▶ _Instruction_:
Take the line containing "Each instance of the white cloud" and all lines after it, through the end of the material, and repeat them exactly, pictures left out.

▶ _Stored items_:
◇ ◇ ◇ ◇ ◇ ◇ ◇
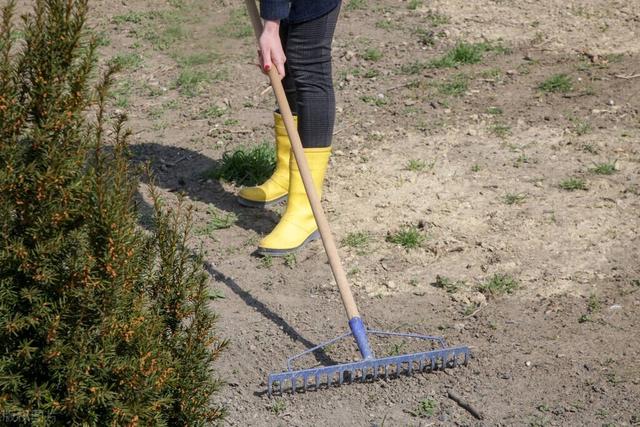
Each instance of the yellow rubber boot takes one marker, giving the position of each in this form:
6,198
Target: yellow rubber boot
275,189
297,226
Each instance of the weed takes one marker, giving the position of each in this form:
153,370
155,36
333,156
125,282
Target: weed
246,166
457,86
465,53
127,60
290,260
447,284
129,18
606,168
593,304
492,73
559,83
278,406
372,54
218,221
469,309
409,237
213,112
572,184
374,100
370,74
500,130
417,165
121,94
437,19
499,284
358,240
266,261
426,408
425,37
514,198
385,24
356,5
195,59
413,68
397,349
522,159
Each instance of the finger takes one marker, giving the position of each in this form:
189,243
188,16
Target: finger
281,69
266,60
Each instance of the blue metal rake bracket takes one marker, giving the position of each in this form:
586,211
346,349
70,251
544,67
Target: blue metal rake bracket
369,368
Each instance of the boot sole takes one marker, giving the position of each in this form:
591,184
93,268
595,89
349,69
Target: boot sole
282,252
253,204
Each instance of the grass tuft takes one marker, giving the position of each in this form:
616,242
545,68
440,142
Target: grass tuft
359,240
572,184
409,237
245,166
606,168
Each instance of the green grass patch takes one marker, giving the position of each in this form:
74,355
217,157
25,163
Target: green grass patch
413,68
356,5
129,18
465,53
417,165
372,54
572,184
409,237
374,100
606,168
246,166
127,60
212,112
426,408
500,130
359,240
437,19
514,198
218,221
195,59
498,284
558,83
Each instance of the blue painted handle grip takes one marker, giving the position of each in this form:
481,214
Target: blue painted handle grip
360,334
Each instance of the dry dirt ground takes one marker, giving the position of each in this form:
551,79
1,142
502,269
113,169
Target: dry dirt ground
479,159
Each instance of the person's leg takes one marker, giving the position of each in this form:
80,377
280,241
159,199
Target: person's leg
309,64
276,188
308,52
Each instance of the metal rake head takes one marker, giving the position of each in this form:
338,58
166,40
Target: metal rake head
368,369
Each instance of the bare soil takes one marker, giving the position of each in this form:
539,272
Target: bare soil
484,189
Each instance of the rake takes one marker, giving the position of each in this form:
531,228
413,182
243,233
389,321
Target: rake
370,367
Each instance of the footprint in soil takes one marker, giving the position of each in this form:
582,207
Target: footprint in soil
180,170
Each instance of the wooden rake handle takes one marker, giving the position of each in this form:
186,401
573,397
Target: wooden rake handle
298,152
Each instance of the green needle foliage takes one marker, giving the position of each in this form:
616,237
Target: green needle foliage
101,323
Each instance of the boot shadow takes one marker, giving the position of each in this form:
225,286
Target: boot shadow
182,170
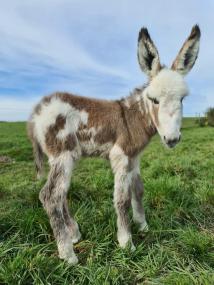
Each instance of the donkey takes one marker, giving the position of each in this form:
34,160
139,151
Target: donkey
65,127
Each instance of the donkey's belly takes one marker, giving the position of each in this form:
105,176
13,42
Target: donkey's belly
90,148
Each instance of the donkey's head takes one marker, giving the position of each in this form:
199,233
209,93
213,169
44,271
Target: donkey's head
167,87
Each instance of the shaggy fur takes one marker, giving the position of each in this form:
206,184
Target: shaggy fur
65,127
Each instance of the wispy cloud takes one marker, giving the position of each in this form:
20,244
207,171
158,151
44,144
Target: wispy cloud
89,47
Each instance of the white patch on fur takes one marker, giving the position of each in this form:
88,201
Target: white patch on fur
73,120
168,87
48,114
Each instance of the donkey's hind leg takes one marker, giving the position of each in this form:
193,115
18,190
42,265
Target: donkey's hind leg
52,197
71,223
137,203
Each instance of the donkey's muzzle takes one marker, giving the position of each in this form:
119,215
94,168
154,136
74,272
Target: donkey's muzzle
172,142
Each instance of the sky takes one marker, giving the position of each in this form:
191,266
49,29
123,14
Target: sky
90,48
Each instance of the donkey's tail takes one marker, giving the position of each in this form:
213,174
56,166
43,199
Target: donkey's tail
37,151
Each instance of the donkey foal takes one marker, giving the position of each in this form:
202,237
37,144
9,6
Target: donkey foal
65,127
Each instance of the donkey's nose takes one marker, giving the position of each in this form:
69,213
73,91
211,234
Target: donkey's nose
172,141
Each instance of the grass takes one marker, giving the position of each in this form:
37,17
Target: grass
179,202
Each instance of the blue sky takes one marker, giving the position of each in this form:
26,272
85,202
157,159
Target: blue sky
89,48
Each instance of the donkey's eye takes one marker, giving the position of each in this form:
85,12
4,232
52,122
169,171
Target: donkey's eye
154,100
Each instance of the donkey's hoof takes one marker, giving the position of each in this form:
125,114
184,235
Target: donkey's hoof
75,238
144,228
73,260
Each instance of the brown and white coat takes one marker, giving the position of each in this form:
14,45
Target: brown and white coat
65,127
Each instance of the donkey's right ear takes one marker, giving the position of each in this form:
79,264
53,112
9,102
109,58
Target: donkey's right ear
147,54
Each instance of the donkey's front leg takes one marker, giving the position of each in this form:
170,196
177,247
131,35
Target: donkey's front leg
122,195
137,203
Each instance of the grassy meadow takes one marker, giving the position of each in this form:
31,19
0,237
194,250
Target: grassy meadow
179,202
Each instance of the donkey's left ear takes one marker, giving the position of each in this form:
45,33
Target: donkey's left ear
147,54
188,53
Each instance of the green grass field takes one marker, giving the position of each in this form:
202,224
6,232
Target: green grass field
179,202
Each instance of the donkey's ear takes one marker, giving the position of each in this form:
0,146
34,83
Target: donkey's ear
188,53
147,54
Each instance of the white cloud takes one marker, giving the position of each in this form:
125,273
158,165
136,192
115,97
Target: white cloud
89,47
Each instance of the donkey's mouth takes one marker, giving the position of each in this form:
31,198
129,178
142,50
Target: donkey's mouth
170,143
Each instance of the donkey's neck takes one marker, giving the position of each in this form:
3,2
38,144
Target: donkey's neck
137,102
137,121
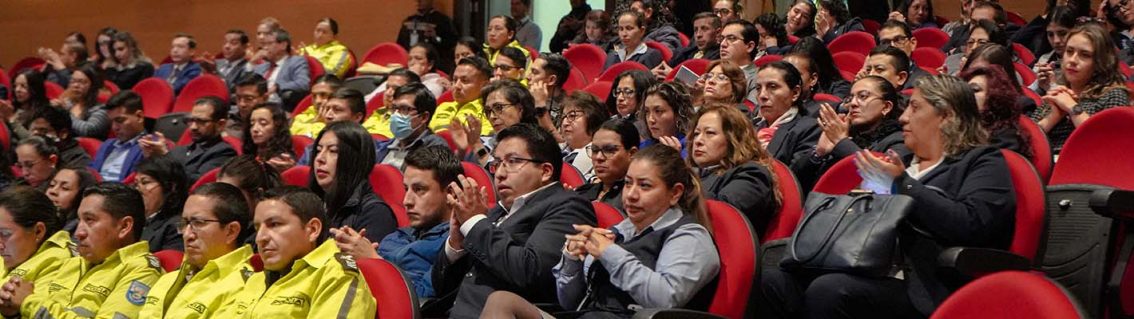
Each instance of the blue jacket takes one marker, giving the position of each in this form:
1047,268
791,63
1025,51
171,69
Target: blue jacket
◇ ◇ ◇ ◇ ◇ ◇ ◇
▶ _Correct answer_:
Each instance of the white cloud takes one marker, giving the position of each in this form:
125,273
158,165
136,192
115,97
Target: white cloud
89,47
Each instance of the donkey's mouth takes one marker, giving the position of each in this form:
31,198
129,178
142,50
Target: donkey's mouth
170,143
Each instance of the donkey's neck takes one marker, giving the position of each in this form:
3,2
38,144
Target: donkey's neck
137,102
137,121
Each instance of the blue jacket takes one marker, giving the position of each in this form:
1047,268
791,63
1025,51
171,69
Target: blue jacket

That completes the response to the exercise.